--- Listed records ---

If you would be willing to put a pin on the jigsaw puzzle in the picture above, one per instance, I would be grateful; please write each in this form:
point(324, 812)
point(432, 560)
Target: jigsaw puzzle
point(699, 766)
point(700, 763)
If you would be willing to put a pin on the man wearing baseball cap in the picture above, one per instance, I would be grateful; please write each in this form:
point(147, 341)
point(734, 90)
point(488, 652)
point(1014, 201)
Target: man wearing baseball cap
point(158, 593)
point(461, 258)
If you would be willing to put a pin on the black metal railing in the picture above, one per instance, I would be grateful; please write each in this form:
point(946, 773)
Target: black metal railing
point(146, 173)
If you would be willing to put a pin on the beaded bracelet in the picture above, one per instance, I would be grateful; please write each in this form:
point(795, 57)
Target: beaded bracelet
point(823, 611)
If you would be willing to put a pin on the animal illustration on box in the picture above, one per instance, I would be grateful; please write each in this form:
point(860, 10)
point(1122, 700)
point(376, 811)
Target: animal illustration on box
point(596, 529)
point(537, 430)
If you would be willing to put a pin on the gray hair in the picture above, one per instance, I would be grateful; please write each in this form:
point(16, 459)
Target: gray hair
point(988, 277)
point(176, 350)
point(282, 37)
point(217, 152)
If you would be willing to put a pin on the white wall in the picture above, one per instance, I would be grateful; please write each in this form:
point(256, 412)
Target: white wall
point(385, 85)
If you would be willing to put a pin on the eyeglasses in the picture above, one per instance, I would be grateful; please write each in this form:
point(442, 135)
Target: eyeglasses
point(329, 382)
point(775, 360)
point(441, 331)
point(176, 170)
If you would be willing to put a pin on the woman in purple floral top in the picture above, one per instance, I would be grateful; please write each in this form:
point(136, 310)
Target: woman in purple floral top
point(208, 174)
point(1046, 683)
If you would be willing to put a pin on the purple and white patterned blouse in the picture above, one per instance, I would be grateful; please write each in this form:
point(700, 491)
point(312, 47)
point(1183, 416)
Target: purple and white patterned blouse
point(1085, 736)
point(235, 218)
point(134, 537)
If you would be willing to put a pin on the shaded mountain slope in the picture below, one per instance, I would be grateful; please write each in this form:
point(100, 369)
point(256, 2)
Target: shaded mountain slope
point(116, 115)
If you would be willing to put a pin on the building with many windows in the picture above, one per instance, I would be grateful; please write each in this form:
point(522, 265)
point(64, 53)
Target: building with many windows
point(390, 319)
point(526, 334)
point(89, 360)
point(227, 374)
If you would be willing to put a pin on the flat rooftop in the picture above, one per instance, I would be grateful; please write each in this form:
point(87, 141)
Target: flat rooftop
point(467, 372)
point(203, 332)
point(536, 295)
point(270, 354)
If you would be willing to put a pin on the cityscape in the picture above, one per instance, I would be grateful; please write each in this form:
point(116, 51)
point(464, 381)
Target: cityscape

---

Set exercise: Return exactly the lines from the one containing "on the building" through the last line of the records above, both included, and nothing else.

Full output:
If you would be willing to put a pin on the building with many windows in the picture above, one per instance, I would be grateful; please write each in this form:
point(522, 265)
point(64, 53)
Target: building with many windows
point(390, 319)
point(526, 334)
point(89, 360)
point(227, 374)
If you would be willing to put a pin on the flat rooftop in the picture above, one per instance, I would be grateful; please write each in this form:
point(87, 141)
Target: flat rooftop
point(467, 372)
point(203, 332)
point(536, 295)
point(270, 354)
If you would be willing to put a pin on the cityscape in the picture above, one per instance, I would be grateful; please write each in this form:
point(116, 51)
point(464, 381)
Target: cityscape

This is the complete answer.